:: SUPPLIED RECORDS ::

****

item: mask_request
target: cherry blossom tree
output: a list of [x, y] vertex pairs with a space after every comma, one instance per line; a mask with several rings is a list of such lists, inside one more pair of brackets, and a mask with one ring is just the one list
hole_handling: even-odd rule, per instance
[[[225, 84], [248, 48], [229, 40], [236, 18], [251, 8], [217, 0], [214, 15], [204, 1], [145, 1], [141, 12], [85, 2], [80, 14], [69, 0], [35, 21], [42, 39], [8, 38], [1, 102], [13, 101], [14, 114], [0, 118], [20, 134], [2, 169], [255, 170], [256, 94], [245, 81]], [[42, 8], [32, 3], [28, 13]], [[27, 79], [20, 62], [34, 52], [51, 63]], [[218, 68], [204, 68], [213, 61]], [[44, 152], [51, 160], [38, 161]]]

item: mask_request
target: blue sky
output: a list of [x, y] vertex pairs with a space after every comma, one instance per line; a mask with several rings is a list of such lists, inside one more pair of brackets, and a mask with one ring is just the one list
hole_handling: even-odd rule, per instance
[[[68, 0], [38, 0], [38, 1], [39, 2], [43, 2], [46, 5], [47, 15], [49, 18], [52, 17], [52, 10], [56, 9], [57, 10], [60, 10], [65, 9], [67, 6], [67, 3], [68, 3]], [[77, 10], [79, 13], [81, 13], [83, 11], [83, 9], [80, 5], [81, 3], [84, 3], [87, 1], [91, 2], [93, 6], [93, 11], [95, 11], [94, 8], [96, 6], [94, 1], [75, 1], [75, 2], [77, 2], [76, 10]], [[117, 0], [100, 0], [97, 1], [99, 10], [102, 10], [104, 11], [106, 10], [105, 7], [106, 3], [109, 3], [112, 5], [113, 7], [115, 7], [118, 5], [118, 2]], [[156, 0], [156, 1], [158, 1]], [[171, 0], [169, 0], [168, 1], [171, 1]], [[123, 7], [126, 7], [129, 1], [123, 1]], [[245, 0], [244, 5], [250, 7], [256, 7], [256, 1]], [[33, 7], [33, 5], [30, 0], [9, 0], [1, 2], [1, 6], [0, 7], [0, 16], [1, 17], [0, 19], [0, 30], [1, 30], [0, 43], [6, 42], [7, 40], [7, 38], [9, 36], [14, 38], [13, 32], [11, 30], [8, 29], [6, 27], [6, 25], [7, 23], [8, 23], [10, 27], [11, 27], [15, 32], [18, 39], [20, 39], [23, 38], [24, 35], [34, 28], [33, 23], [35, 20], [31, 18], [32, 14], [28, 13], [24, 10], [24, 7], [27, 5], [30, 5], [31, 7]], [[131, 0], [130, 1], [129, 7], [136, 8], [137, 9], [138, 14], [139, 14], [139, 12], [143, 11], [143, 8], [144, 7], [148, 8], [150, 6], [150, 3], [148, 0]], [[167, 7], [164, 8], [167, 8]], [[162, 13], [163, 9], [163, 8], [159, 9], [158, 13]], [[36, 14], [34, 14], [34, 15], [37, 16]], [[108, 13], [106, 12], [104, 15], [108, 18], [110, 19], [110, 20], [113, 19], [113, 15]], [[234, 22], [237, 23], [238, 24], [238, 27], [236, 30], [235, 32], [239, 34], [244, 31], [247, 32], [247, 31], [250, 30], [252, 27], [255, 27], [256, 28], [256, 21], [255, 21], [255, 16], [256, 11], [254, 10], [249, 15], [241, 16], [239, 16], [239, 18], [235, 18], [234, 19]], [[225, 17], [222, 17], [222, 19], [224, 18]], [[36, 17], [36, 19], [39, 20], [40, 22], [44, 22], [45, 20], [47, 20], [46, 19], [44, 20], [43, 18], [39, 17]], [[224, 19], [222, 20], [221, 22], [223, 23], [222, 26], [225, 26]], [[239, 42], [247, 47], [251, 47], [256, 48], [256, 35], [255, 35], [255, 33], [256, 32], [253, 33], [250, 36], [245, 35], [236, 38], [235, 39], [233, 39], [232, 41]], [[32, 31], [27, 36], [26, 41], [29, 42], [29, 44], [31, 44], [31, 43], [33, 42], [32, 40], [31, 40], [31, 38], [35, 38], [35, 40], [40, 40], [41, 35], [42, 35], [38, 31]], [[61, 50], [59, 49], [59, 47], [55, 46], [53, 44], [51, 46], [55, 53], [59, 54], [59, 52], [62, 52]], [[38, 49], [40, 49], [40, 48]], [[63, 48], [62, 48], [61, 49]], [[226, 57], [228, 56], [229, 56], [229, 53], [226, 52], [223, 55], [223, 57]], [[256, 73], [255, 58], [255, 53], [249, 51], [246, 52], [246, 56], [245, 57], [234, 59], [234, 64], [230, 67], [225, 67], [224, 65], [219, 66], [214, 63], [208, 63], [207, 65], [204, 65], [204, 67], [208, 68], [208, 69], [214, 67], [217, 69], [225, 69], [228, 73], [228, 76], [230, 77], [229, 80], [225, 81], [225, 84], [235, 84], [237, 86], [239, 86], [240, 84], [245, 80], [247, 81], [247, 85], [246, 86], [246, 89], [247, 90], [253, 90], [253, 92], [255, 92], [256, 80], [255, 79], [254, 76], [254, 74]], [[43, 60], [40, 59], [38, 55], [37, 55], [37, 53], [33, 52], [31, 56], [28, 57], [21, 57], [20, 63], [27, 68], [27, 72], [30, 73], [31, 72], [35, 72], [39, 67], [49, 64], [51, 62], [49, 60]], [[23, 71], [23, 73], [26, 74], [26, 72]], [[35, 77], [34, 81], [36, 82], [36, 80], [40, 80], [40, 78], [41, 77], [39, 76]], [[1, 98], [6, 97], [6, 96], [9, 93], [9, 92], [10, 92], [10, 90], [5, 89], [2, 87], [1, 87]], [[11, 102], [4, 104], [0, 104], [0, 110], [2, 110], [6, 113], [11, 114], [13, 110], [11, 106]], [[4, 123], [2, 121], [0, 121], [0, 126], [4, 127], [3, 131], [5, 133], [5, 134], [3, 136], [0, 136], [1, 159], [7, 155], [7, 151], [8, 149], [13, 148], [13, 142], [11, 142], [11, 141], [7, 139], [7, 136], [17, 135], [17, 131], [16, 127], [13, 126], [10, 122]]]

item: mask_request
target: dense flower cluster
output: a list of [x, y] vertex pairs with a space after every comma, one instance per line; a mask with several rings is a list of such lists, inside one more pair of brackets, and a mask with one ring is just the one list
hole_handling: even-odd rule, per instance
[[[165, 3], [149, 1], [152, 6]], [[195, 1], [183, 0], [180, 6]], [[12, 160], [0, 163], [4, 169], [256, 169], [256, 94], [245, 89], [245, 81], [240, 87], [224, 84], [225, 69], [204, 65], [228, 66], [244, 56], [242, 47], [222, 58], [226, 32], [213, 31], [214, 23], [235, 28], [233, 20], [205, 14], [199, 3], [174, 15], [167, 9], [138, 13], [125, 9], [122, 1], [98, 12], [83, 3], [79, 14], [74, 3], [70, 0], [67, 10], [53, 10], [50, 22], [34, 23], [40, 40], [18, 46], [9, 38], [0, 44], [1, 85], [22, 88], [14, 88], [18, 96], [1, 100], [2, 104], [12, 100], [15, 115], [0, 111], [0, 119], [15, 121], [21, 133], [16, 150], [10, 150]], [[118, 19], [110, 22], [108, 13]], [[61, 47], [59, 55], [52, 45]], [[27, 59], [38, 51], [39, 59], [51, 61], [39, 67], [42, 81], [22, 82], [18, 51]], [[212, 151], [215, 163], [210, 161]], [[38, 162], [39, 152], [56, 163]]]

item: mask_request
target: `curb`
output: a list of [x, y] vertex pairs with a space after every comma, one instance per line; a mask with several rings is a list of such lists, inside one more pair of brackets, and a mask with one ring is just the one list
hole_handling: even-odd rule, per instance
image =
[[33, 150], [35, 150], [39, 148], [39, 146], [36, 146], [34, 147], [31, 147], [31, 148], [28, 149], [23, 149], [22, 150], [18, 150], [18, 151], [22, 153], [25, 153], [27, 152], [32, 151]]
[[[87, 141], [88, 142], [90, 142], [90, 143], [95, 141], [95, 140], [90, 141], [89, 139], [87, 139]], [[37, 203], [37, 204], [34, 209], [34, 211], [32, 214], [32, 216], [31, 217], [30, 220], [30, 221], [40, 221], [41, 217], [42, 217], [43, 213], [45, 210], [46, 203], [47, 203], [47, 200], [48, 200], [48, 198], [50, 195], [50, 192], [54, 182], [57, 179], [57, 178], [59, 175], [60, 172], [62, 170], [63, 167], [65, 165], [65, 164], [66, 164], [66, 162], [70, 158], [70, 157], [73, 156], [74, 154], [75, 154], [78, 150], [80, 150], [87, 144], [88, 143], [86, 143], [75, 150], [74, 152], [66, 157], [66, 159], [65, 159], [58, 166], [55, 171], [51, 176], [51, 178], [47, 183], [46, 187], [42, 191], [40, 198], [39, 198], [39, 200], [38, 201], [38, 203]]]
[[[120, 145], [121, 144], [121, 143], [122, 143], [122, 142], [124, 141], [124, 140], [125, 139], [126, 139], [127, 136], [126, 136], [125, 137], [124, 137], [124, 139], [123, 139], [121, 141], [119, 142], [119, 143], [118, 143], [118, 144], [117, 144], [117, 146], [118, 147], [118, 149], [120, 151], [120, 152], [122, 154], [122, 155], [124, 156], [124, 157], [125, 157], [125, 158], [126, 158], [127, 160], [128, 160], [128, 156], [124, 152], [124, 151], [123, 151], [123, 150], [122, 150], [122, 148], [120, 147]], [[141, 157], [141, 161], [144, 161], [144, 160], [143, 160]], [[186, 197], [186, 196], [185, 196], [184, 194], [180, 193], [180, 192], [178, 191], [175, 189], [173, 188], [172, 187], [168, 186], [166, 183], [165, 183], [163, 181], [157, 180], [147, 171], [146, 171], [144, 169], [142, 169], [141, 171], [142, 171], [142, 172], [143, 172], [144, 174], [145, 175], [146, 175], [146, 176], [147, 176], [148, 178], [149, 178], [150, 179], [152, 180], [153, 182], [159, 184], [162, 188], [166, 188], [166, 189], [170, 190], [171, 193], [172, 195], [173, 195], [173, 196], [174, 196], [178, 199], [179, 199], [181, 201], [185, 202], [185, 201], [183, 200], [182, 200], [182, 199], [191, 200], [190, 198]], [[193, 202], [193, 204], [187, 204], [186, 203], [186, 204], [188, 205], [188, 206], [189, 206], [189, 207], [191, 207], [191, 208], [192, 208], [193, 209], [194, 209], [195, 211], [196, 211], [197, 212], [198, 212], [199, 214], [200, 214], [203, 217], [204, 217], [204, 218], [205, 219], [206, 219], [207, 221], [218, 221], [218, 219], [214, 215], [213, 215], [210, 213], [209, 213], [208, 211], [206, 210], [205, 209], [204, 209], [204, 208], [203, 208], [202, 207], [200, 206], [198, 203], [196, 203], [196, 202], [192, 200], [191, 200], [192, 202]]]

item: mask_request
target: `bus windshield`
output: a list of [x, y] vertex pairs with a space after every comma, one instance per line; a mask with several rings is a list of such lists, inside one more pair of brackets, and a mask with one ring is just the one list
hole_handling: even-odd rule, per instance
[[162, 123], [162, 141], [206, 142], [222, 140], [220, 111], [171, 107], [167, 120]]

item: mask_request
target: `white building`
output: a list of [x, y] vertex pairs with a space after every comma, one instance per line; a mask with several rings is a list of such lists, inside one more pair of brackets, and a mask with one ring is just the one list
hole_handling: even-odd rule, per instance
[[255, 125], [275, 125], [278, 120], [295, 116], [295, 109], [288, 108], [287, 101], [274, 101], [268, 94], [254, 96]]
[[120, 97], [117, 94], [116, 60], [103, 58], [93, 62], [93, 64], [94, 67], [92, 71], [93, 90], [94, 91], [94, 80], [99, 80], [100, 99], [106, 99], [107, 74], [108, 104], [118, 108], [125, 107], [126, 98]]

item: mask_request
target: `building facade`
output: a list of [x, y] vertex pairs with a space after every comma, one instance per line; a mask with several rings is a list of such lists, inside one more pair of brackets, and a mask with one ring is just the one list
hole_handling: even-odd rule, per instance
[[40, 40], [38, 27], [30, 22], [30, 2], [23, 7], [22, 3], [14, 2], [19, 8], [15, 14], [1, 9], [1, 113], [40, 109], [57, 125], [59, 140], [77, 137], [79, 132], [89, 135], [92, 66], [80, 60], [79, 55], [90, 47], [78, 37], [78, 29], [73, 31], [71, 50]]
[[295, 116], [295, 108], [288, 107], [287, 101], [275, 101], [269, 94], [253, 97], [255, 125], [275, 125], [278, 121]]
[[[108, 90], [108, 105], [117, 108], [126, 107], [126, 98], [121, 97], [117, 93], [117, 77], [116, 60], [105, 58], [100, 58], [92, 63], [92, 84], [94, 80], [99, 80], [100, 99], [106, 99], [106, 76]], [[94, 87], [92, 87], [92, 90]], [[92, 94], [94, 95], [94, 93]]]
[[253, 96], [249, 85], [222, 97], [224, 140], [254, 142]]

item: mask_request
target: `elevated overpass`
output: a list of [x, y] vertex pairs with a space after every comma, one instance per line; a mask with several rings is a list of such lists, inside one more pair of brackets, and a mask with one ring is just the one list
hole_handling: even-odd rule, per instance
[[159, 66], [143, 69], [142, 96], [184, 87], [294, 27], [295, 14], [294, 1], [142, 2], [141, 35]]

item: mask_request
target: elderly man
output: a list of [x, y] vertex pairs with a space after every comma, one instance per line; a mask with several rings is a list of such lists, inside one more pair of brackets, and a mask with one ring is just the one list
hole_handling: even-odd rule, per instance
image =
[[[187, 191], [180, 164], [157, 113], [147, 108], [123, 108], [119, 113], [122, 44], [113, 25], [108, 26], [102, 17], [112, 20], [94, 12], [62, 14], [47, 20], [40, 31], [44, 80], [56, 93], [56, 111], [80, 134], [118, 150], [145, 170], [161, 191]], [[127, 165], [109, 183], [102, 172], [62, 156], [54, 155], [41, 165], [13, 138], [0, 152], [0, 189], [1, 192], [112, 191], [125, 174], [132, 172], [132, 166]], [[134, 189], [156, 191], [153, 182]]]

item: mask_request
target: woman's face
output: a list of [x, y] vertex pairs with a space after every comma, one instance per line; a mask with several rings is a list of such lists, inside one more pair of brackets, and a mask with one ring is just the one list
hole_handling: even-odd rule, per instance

****

Reproduce verbatim the lines from the start of the items through the line containing "160], [38, 161]]]", inclusive.

:: FINISHED TASK ::
item: mask_request
target: cherry blossom tree
output: a list of [x, y] vertex pairs with a space after every comma, one instance per line; a mask with several rings is a list of such lists, inside one more pair of brackets, and a mask with one ring is just the one list
hole_handling: even-odd rule, per instance
[[[225, 84], [248, 48], [229, 40], [236, 18], [251, 8], [217, 0], [214, 15], [204, 1], [145, 1], [141, 12], [85, 2], [80, 14], [69, 0], [35, 21], [42, 39], [8, 38], [1, 102], [13, 101], [14, 114], [0, 118], [20, 134], [2, 169], [255, 170], [256, 94], [245, 81]], [[42, 8], [32, 3], [28, 13]], [[27, 79], [20, 62], [34, 52], [51, 63]], [[218, 68], [204, 68], [213, 61]], [[44, 152], [51, 160], [38, 161]]]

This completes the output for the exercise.